[DATA UNDER STUDY]
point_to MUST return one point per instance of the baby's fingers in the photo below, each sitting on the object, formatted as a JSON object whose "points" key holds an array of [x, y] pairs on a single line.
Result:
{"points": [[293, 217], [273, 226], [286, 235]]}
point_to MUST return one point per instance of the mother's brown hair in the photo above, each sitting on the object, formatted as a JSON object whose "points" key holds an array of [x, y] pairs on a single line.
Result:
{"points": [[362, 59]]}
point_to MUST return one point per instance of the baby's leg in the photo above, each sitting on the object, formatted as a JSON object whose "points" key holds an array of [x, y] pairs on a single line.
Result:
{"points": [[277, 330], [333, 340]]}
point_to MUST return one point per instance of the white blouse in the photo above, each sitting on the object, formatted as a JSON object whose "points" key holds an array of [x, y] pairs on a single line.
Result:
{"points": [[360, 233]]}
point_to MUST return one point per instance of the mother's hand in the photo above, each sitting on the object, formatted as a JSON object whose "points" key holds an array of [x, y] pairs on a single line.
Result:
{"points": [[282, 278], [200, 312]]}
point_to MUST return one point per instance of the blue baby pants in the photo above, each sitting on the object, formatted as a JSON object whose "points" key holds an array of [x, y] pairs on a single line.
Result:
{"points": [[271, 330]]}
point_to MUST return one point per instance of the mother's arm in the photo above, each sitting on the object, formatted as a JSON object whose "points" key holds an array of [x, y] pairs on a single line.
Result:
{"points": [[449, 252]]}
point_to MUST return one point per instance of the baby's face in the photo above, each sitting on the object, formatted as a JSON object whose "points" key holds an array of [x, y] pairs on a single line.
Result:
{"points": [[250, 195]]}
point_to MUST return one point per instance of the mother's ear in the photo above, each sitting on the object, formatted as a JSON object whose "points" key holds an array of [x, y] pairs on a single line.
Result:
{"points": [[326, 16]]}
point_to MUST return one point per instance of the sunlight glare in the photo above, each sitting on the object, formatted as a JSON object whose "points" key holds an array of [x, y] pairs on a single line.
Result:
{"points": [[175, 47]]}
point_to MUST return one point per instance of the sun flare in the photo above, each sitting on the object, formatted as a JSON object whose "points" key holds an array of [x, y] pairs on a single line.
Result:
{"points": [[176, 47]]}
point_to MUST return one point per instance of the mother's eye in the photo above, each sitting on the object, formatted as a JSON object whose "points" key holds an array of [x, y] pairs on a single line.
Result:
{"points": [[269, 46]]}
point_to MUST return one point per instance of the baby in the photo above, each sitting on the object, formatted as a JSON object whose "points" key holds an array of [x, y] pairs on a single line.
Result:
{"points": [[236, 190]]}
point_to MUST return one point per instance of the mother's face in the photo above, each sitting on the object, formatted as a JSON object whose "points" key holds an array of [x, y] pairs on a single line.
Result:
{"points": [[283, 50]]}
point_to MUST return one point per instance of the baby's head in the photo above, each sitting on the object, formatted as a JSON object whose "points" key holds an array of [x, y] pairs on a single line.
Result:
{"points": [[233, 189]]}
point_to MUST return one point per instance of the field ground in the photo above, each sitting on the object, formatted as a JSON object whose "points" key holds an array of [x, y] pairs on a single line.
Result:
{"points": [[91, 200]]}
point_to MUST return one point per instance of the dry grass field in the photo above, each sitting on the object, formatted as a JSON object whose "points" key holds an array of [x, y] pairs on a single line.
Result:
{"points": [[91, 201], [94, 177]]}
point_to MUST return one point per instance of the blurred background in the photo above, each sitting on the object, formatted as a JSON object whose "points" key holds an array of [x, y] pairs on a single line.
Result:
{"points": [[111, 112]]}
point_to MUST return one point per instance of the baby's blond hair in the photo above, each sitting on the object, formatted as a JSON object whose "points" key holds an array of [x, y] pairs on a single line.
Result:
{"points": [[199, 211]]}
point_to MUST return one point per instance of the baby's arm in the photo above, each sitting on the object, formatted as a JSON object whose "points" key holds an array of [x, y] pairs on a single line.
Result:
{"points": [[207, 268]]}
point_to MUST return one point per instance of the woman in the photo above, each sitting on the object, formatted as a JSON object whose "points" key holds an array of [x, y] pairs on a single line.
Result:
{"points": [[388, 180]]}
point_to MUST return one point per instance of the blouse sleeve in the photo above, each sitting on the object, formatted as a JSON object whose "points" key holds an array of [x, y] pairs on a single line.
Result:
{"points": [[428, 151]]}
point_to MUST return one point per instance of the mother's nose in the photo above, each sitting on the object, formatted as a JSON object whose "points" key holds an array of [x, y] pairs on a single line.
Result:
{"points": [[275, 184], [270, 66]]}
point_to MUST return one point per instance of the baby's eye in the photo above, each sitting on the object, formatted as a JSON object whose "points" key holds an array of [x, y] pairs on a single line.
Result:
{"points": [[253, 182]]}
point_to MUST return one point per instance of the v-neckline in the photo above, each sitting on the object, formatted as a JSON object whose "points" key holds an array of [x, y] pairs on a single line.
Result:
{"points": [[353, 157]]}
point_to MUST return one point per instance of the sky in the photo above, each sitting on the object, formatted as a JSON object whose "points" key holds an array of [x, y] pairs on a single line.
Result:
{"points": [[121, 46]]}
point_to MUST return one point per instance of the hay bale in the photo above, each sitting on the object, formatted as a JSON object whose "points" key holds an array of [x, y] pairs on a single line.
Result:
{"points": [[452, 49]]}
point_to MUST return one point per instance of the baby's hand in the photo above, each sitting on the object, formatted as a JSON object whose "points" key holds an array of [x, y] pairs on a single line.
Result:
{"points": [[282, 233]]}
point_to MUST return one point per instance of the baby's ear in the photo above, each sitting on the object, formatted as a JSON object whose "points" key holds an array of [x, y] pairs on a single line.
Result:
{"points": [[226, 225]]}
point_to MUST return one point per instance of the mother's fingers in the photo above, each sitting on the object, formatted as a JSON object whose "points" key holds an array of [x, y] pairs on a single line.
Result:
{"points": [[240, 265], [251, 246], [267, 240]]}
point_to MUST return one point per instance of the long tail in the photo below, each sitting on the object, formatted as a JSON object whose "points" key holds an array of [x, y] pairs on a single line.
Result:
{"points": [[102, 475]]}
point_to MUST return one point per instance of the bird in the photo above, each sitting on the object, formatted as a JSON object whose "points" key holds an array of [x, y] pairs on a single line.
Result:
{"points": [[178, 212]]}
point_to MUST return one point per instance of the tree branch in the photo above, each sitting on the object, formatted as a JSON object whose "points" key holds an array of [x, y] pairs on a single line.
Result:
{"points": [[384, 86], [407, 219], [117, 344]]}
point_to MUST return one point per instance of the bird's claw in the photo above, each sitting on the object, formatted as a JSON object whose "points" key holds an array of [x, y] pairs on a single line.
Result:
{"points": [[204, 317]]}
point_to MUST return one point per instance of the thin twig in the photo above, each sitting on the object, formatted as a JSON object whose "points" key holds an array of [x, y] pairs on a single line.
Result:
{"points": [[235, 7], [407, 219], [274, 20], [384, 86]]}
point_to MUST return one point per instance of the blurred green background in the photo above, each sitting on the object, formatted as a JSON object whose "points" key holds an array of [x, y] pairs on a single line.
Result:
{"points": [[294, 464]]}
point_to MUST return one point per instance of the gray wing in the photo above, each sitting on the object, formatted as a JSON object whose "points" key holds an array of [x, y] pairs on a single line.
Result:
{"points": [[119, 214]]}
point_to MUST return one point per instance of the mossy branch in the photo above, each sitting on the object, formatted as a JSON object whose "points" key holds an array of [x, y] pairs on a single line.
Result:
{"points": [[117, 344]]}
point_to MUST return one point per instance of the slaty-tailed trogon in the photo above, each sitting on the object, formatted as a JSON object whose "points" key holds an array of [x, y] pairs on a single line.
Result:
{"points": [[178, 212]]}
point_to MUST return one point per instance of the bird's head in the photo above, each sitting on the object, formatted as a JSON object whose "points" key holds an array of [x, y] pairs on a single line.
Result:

[INSTRUCTIONS TO FOLLOW]
From the records above, copy every line that includes the word "blouse".

[EXERCISE OUTPUT]
point_to MUST return one point per instance of the white blouse in the photo above, each sitting on the object, formatted as a JSON object whose "points" key holds an array of [x, y] pairs on a single line.
point_to MUST return one point per instance of the blouse sleeve in the photo above, each sitting on the object, formatted as a JSON object whose "points" key holds an array of [x, y] pairs on a single line.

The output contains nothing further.